* _What this exercise asks_:
1. Answer these questions from the ProActive extract:
(a) How are passive objects passed when they are parameters of calls on active objects?
(b) What are the only two parts a future object has?
(c) In the code example, what does the foo method return?
2. Reproduce the ProActive extract word for word, everything from "The future object" down to "and a Proxy.".

* _Source extract_:
This has also consequences on the semantics of message-passing between subsystems. When an object in a subsystem calls a method on an active object, the parameters of the call may be references on passive objects of the subsystem, which would lead to shared passive objects. This is why passive objects passed as parameters of calls on active objects are always passed by deep-copy. Active objects, on the other hand, are always passed by reference. Symmetrically, this also applies to objects returned from methods called on active objects.

Thanks to the concepts of asynchronous calls, futures, and no data sharing, an application written with ProActive doesn't need any structural change—actually, hardly any change at all—whether it runs in a sequential, multi-threaded, or distributed environment.

==Asynchronous calls and futures==
Whenever possible, a method call on an active object is reified as an asynchronous request. If not possible, the call is synchronous, and blocks until the reply is received. If the request is asynchronous, it immediately returns a future object.

The future object acts as a placeholder for the result of the not-yet-performed method invocation. As a consequence, the calling thread can go on with executing its code, as long as it doesn't need to invoke methods on the returned object. If the need arises, the calling thread is automatically blocked if the result of the method invocation is not yet available. Although a future object has structure similar to that of an active object, a future object is not active. It only has a Stub and a Proxy.

===Code example===
The code excerpt below highlights the notion of future objects. Suppose a user calls a method foo and a method bar from an active object a; the foo method returns void and the bar method returns an object of class V:

// a one-way typed asynchronous communication towards the (remote) AO a
// a request is sent to a
a.foo(param);

// a typed asynchronous communication with result.
// v is first an awaited Future, to be transparently filled up after
// service of the request, and reply
V v = a.bar(param);
...
// use of the result of an asynchronous call.

* _Listed entries_:

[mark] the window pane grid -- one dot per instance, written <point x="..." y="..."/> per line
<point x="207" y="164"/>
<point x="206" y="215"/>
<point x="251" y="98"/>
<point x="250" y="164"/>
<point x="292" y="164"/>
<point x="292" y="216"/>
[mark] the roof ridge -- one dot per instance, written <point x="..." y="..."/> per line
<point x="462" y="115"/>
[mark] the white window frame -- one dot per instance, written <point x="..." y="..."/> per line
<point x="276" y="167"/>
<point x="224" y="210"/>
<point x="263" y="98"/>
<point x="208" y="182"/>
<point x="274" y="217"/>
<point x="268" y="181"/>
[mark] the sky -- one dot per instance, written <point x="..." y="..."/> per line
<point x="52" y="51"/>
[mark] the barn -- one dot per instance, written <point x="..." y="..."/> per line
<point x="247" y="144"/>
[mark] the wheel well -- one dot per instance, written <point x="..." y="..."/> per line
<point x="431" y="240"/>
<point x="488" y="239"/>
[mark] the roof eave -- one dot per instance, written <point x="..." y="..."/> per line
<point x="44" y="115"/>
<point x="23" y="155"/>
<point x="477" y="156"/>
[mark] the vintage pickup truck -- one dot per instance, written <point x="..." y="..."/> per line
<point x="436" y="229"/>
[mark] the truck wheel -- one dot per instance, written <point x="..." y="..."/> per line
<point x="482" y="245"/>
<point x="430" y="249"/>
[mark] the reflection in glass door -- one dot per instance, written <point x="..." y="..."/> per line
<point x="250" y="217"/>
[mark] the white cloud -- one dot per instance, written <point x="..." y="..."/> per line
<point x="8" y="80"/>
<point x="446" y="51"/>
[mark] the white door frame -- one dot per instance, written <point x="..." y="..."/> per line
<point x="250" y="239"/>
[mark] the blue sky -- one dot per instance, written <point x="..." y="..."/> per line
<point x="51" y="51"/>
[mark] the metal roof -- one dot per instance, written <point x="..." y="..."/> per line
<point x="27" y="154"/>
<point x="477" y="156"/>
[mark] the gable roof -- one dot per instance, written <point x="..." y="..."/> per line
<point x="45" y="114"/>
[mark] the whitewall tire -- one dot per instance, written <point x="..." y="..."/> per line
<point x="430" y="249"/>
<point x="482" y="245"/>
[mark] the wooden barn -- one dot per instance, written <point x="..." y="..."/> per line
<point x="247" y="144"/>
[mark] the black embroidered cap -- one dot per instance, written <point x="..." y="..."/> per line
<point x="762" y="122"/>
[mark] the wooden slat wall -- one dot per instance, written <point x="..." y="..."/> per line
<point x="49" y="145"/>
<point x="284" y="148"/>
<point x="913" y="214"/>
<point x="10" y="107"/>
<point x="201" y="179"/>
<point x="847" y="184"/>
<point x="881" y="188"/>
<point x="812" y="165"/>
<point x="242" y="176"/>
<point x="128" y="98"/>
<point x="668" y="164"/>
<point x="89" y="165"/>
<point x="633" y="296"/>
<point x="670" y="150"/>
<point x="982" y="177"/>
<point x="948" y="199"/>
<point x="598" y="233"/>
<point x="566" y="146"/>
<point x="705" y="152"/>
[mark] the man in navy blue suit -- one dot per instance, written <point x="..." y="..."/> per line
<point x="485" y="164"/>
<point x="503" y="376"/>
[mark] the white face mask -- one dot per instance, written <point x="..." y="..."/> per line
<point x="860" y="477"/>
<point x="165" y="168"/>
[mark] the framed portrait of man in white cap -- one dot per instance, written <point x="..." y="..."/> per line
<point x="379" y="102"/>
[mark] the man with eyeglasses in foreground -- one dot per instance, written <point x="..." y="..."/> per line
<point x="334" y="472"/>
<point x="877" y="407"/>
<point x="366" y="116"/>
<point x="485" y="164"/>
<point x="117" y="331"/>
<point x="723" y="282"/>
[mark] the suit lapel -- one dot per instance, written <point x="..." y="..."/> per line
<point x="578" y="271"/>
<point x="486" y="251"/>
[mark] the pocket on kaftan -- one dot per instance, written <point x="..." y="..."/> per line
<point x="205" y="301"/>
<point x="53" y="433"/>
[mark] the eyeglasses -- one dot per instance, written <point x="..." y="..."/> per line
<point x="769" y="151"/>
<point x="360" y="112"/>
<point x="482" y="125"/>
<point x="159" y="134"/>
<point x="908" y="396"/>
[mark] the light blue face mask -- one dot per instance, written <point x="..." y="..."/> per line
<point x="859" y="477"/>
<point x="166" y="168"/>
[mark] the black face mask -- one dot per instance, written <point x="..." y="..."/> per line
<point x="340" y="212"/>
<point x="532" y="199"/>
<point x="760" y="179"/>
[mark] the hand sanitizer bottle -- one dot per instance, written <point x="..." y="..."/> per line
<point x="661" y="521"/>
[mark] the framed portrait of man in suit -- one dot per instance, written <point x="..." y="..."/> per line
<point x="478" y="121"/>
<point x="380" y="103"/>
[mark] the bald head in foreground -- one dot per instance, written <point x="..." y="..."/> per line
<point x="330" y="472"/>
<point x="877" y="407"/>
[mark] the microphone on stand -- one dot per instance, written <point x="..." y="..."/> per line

* _Answers for the tasks_:
1.
(a) By deep-copy.
(b) A Stub and a Proxy.
(c) Void.

2.
The future object acts as a placeholder for the result of the not-yet-performed method invocation. As a consequence, the calling thread can go on with executing its code, as long as it doesn't need to invoke methods on the returned object. If the need arises, the calling thread is automatically blocked if the result of the method invocation is not yet available. Although a future object has structure similar to that of an active object, a future object is not active. It only has a Stub and a Proxy.